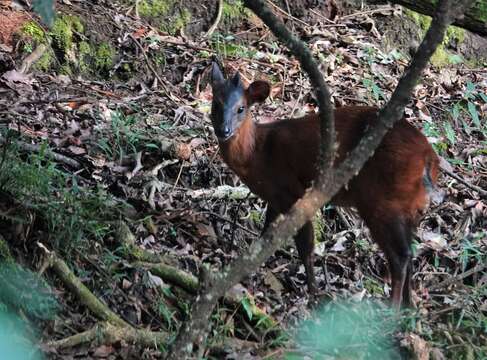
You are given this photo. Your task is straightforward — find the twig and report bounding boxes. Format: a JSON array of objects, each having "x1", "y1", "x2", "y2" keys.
[
  {"x1": 47, "y1": 322, "x2": 169, "y2": 349},
  {"x1": 440, "y1": 167, "x2": 487, "y2": 199},
  {"x1": 20, "y1": 44, "x2": 47, "y2": 74},
  {"x1": 205, "y1": 0, "x2": 223, "y2": 38},
  {"x1": 267, "y1": 0, "x2": 311, "y2": 28},
  {"x1": 166, "y1": 0, "x2": 472, "y2": 359},
  {"x1": 340, "y1": 5, "x2": 394, "y2": 20},
  {"x1": 0, "y1": 135, "x2": 81, "y2": 169},
  {"x1": 429, "y1": 264, "x2": 487, "y2": 291},
  {"x1": 208, "y1": 211, "x2": 260, "y2": 237},
  {"x1": 37, "y1": 242, "x2": 130, "y2": 327},
  {"x1": 129, "y1": 34, "x2": 183, "y2": 105}
]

### [Task to complete]
Transcribe every record above exactly as written, leaving out any pictures.

### [Complete output]
You are given this photo. Your task is straightforward — find the twig and report bounding boxes. Format: a JSON array of objects, each having "x1", "y1", "x2", "y2" keys.
[
  {"x1": 47, "y1": 322, "x2": 169, "y2": 349},
  {"x1": 440, "y1": 167, "x2": 487, "y2": 199},
  {"x1": 20, "y1": 44, "x2": 47, "y2": 74},
  {"x1": 205, "y1": 0, "x2": 223, "y2": 38},
  {"x1": 267, "y1": 0, "x2": 311, "y2": 28},
  {"x1": 166, "y1": 0, "x2": 472, "y2": 359},
  {"x1": 340, "y1": 5, "x2": 394, "y2": 20},
  {"x1": 0, "y1": 135, "x2": 81, "y2": 169},
  {"x1": 429, "y1": 264, "x2": 487, "y2": 291},
  {"x1": 208, "y1": 211, "x2": 260, "y2": 237},
  {"x1": 37, "y1": 242, "x2": 130, "y2": 327},
  {"x1": 129, "y1": 34, "x2": 183, "y2": 105}
]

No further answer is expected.